Please output the line containing "Query: vertical tail fin" and all lines that follow it in the data below, exactly, with no pictures.
+++ Source data +++
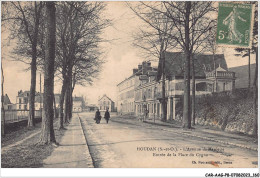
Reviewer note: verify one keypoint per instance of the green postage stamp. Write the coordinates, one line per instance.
(235, 25)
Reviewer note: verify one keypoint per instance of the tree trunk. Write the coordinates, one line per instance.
(193, 91)
(215, 73)
(70, 94)
(255, 126)
(186, 103)
(2, 103)
(164, 107)
(32, 89)
(55, 109)
(66, 111)
(249, 71)
(71, 100)
(47, 132)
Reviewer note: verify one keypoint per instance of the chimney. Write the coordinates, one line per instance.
(135, 70)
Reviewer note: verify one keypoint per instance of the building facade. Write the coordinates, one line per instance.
(105, 103)
(147, 86)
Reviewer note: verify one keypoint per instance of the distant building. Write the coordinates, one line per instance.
(22, 100)
(78, 103)
(105, 103)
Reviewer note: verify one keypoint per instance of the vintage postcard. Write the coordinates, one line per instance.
(129, 84)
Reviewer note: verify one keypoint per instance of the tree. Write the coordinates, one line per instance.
(153, 39)
(24, 20)
(47, 132)
(2, 103)
(79, 25)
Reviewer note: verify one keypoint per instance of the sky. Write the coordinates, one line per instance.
(121, 57)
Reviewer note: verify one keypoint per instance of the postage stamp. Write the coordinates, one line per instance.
(235, 25)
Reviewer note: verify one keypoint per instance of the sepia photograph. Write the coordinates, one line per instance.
(130, 84)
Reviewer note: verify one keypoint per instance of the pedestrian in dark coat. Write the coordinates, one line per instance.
(98, 117)
(107, 116)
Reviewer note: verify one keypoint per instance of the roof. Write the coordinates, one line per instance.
(174, 62)
(126, 79)
(242, 75)
(106, 97)
(38, 98)
(76, 98)
(7, 100)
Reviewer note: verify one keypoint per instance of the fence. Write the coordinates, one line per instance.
(12, 116)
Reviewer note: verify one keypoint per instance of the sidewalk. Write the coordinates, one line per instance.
(211, 134)
(73, 151)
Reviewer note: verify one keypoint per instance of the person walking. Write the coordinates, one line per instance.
(98, 117)
(107, 116)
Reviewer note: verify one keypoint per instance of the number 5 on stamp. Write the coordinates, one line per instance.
(235, 25)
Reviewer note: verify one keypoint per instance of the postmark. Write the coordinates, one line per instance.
(235, 25)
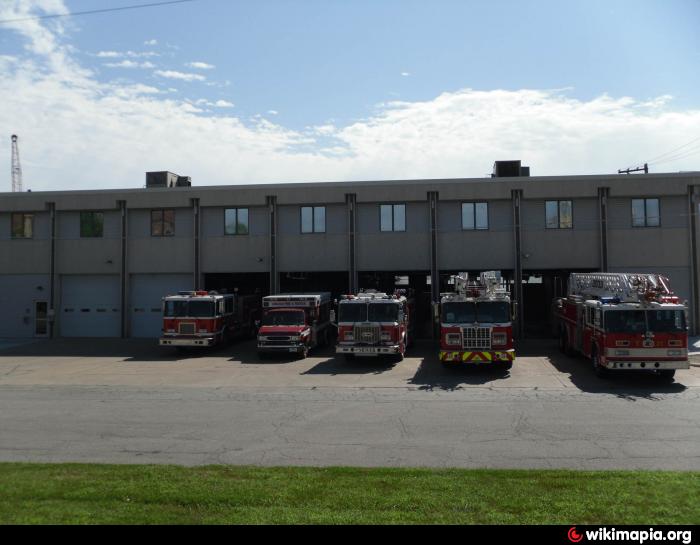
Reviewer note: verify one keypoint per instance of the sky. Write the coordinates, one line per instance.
(242, 92)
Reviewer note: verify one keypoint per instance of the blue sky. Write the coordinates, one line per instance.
(333, 90)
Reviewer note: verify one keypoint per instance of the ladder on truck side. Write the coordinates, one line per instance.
(625, 286)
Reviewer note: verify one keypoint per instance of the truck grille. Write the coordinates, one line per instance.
(187, 328)
(366, 333)
(476, 338)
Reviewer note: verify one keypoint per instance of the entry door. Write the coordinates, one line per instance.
(41, 319)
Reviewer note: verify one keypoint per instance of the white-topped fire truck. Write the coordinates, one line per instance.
(208, 318)
(372, 323)
(294, 323)
(476, 321)
(624, 321)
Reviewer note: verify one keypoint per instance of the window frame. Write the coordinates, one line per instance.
(102, 225)
(23, 215)
(559, 222)
(646, 213)
(393, 218)
(162, 222)
(314, 226)
(474, 226)
(236, 222)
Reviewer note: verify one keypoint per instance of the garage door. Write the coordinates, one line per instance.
(145, 294)
(90, 306)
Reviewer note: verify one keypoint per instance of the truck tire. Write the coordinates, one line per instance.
(600, 372)
(667, 374)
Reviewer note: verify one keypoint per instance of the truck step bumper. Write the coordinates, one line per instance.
(477, 357)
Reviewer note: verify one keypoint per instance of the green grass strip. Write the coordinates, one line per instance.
(157, 494)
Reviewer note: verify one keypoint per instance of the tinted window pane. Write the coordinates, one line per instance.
(638, 213)
(467, 215)
(399, 217)
(168, 223)
(653, 212)
(566, 219)
(157, 223)
(552, 214)
(242, 225)
(307, 220)
(230, 221)
(319, 219)
(482, 215)
(385, 211)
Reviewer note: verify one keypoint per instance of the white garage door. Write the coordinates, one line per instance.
(145, 294)
(90, 306)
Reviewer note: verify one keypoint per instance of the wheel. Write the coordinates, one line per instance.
(599, 371)
(667, 374)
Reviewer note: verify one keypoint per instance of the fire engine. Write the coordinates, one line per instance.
(207, 318)
(623, 321)
(476, 321)
(374, 324)
(294, 323)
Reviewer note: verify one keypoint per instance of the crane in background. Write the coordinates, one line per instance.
(16, 167)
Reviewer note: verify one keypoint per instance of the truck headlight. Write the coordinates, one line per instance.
(453, 338)
(499, 339)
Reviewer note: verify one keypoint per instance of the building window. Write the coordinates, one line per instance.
(22, 225)
(645, 213)
(236, 221)
(392, 217)
(162, 223)
(475, 215)
(559, 214)
(313, 219)
(91, 224)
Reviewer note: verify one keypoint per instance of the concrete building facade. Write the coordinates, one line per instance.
(96, 263)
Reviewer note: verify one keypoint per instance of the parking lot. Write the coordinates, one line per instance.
(130, 401)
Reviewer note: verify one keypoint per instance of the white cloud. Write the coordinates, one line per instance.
(174, 74)
(79, 132)
(130, 64)
(200, 65)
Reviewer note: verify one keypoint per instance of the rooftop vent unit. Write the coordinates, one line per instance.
(509, 169)
(167, 179)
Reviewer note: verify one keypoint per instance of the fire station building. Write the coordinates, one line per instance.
(96, 263)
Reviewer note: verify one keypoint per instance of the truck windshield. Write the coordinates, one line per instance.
(625, 321)
(189, 309)
(352, 312)
(383, 312)
(492, 312)
(462, 312)
(284, 317)
(666, 321)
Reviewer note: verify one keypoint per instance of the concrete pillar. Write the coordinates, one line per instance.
(274, 275)
(351, 202)
(519, 329)
(603, 194)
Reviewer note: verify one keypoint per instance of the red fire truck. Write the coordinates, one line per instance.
(208, 318)
(624, 321)
(294, 323)
(476, 321)
(375, 324)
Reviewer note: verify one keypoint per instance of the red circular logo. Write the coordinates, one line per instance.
(574, 536)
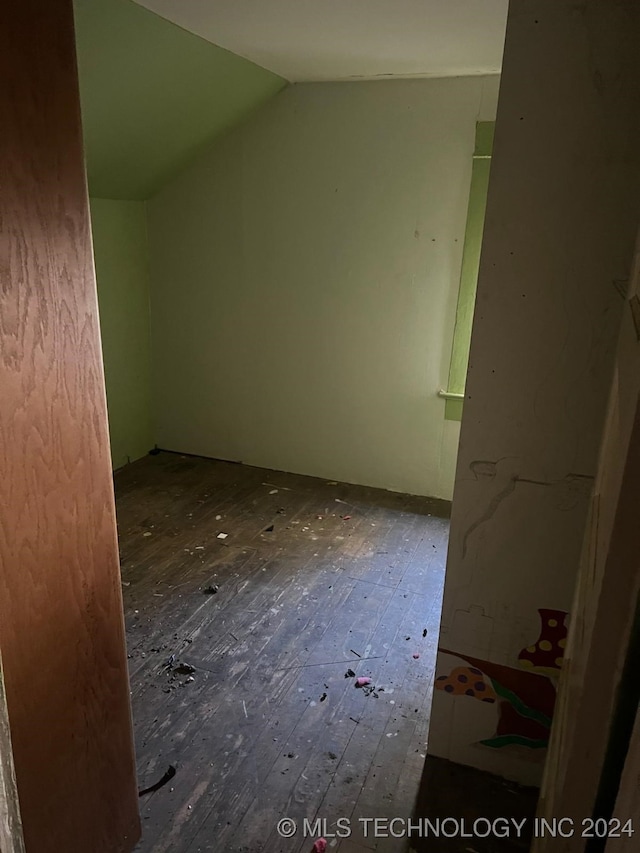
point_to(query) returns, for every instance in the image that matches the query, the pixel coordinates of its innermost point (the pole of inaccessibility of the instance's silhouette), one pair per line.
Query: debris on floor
(171, 772)
(184, 669)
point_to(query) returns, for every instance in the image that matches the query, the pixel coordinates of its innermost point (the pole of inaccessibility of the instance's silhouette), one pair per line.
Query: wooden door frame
(11, 837)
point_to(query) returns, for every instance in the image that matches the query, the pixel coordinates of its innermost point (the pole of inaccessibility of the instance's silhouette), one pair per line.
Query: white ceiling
(303, 40)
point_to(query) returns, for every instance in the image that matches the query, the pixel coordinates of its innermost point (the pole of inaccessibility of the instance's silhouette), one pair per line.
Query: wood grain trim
(61, 623)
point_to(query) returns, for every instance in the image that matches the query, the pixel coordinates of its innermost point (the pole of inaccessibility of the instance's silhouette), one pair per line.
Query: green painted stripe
(519, 705)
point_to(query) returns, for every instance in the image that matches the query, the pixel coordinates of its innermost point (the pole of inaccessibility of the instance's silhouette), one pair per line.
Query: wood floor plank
(267, 725)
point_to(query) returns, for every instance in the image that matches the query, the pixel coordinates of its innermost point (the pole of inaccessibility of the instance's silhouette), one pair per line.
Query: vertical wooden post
(61, 622)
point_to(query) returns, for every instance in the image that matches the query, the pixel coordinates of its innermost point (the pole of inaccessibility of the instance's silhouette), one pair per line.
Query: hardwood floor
(313, 580)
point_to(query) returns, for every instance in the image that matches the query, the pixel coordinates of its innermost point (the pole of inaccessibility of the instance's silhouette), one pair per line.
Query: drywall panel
(304, 283)
(122, 273)
(558, 244)
(61, 622)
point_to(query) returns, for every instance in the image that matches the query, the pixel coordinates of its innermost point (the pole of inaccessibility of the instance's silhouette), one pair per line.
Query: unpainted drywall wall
(558, 245)
(122, 273)
(304, 283)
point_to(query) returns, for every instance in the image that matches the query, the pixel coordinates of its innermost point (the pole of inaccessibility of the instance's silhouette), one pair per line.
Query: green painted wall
(153, 95)
(122, 272)
(470, 266)
(304, 282)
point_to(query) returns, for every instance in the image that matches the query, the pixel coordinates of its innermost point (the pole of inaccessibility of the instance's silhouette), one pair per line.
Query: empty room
(319, 353)
(281, 259)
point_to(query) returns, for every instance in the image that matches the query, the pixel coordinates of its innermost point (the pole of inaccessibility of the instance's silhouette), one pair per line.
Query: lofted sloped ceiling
(313, 40)
(154, 95)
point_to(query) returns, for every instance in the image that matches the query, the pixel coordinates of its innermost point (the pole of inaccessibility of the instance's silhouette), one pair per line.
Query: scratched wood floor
(313, 580)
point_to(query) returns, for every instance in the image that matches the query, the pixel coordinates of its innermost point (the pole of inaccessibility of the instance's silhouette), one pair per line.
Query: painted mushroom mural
(525, 697)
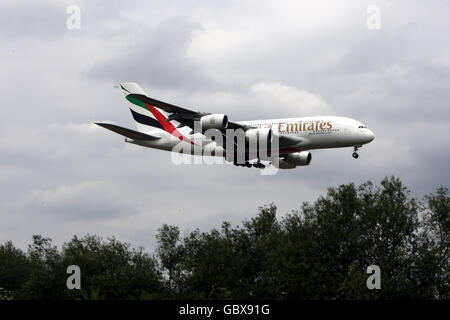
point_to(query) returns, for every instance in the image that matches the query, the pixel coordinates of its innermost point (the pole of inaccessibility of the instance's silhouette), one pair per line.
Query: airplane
(164, 126)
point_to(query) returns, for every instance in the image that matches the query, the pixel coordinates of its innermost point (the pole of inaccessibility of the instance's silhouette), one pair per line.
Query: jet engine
(295, 159)
(214, 121)
(259, 135)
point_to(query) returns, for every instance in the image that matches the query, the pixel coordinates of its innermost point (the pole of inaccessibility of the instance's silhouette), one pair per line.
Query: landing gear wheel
(259, 165)
(355, 152)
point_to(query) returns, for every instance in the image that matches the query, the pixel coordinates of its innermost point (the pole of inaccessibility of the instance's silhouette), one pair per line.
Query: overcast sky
(60, 175)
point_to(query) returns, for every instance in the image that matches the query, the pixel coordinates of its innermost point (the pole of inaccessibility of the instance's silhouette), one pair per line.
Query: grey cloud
(395, 81)
(157, 57)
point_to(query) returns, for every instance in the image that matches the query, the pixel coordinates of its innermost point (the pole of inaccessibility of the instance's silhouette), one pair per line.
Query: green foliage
(321, 251)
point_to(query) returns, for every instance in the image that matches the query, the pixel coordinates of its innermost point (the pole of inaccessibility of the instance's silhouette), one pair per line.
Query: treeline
(321, 251)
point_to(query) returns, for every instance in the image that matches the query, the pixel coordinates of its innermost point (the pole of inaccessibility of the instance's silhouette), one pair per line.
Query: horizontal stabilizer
(135, 135)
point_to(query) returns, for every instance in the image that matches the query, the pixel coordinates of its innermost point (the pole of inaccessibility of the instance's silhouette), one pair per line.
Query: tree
(171, 254)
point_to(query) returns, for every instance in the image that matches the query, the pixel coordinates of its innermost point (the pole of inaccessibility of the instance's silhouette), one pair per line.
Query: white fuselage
(318, 132)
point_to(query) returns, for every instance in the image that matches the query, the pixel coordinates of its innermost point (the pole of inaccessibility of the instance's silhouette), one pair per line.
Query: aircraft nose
(370, 135)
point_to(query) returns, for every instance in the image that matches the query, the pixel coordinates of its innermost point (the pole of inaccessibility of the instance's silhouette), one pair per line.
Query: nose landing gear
(355, 152)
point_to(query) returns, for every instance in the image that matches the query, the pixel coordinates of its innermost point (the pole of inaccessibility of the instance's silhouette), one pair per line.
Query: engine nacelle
(295, 159)
(214, 121)
(264, 135)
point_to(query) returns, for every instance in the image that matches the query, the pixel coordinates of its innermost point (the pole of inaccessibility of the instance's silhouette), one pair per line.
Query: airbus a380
(168, 127)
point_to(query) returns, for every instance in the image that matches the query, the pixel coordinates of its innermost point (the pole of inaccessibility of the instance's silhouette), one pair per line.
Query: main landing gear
(247, 164)
(355, 152)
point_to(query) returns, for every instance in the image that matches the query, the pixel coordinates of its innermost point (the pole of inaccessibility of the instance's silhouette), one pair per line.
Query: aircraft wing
(184, 116)
(135, 135)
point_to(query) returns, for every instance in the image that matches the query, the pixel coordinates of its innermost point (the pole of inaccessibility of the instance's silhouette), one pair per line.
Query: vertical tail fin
(144, 118)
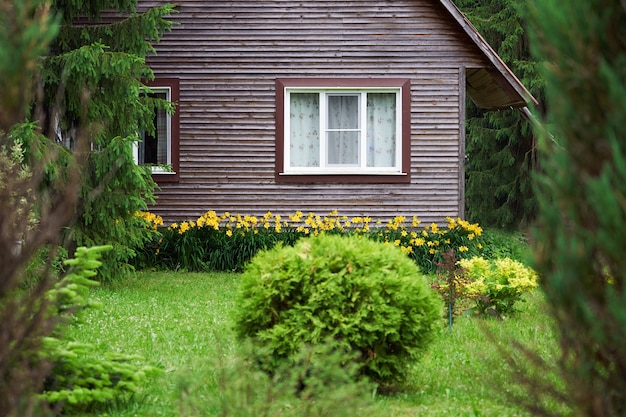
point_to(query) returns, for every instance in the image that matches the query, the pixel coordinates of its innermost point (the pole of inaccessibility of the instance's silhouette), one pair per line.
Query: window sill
(343, 177)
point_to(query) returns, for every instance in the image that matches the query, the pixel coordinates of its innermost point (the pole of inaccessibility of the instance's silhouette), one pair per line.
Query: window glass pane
(343, 148)
(304, 134)
(381, 129)
(343, 111)
(153, 148)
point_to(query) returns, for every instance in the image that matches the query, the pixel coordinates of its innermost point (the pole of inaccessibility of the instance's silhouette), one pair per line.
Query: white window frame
(329, 169)
(168, 132)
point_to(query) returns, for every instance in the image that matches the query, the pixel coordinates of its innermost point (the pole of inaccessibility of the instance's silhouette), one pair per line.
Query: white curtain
(381, 129)
(304, 122)
(343, 129)
(161, 132)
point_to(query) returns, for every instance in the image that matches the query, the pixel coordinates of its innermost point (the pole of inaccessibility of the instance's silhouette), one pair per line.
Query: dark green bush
(369, 297)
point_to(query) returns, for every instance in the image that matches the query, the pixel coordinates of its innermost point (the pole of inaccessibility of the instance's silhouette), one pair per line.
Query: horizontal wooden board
(228, 55)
+++
Exercise output
Query: vertical tail fin
(144, 118)
point_to(query) returns, for every instance in the image that matches the query, the pixel coordinates of its innermost point (the pole of inaccessibility of the instance's silhouette), one pair per line.
Query: window sill
(343, 177)
point_to(query) returns, for every instance in the image that matches the query, the pixel coordinates of its innermost point (the pole of inaccessibility of the instance's silhouette), one pair per line.
Query: window glass pane
(343, 148)
(304, 134)
(381, 129)
(343, 111)
(153, 148)
point_to(query) returns, for every instance in the image that matches the query, the pixel coordinates of its innermost point (the pole of inaccessibility of the instance's silhouette), one pair per line.
Query: white window frame
(329, 169)
(168, 132)
point_to(query) returns, for every instance in the image that matches the query, the pixel coordinates of its innermost point (the pole of inaccessibility of the instance's silhouette), one pair per line.
Query: white curtain
(381, 129)
(304, 122)
(343, 129)
(161, 132)
point_to(query) returns, for every instance in the image that matches the query, the pixel coordinates of its innermost point (the pole of inaccessibility of the instance's silhouette), one pair per line.
Query: dark green bush
(369, 297)
point_to(query) returns, for every instance in the image that matches the query, the pixel coordinates of its innermost point (the pole of inaccessibility of the instance's silhouette), one pair per line.
Query: horizontal wooden board
(228, 55)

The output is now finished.